Begin Exercise materials

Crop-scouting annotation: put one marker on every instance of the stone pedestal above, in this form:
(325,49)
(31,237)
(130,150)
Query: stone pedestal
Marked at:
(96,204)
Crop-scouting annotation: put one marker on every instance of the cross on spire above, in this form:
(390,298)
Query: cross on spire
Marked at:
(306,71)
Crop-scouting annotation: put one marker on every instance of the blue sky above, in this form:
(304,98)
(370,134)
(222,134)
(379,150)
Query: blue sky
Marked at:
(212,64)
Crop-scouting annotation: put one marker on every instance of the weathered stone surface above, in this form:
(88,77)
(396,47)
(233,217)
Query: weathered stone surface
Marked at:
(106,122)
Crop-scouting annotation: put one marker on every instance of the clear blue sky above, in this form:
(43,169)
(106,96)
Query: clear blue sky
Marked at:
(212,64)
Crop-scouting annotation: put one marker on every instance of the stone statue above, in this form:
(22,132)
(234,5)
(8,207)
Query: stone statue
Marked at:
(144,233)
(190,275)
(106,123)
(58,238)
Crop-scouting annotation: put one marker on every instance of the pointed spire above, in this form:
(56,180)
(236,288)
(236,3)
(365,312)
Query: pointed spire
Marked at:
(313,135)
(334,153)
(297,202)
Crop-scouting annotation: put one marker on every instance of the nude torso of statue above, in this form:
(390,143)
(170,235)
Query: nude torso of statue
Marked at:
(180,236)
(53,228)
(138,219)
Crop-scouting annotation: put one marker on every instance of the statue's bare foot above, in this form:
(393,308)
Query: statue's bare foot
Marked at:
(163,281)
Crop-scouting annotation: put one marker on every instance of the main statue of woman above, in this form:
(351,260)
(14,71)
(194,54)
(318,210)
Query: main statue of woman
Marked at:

End Exercise materials

* **Written request**
Copy every record above exactly as it appears.

* **Result for this exercise**
Crop-scouting annotation: put one marker on every instance of the stone pedestal above, in this form:
(325,49)
(31,237)
(130,150)
Query: stone pedestal
Marked at:
(96,204)
Crop-scouting annotation: put one marker on every instance of the cross on spire above, in this form:
(390,298)
Query: cross on spire
Marked at:
(306,71)
Crop-scouting annotation: put one marker on every instance of the blue sky above, in this form:
(304,98)
(370,134)
(222,134)
(379,150)
Query: blue sky
Marked at:
(212,64)
Crop-scouting annotation: put one marker on every instance of the weathered stone surface above, in this form:
(88,77)
(396,47)
(233,217)
Query: weathered stone surface
Marked at:
(106,122)
Crop-scouting annotation: put one marker on every instance of the clear blue sky above, in this form:
(43,169)
(106,96)
Query: clear blue sky
Marked at:
(212,64)
Crop-scouting annotation: put one marker on every instance of the stone statue above, in this form:
(22,132)
(234,5)
(8,207)
Query: stone statue
Marked at:
(144,233)
(190,275)
(106,123)
(58,238)
Crop-scouting annotation: put one marker on every instance of the pointed spire above, in this form:
(56,180)
(236,288)
(236,3)
(365,312)
Query: pointed spire
Marked at:
(313,135)
(334,153)
(297,202)
Crop-scouting annotation: put one marker on every instance of the nude torso of statue above, in this form:
(390,143)
(170,235)
Query: nude torso of statue
Marked at:
(180,236)
(53,228)
(138,219)
Crop-scouting annotation: put one marker on every instance of the statue's bare foot above, in this form:
(393,308)
Query: statue's bare foot
Marked at:
(163,281)
Crop-scouting annotation: put one marker on every instance of the main statue of woman above, in this form:
(351,260)
(14,71)
(194,54)
(318,210)
Query: main statue of woman
Marked at:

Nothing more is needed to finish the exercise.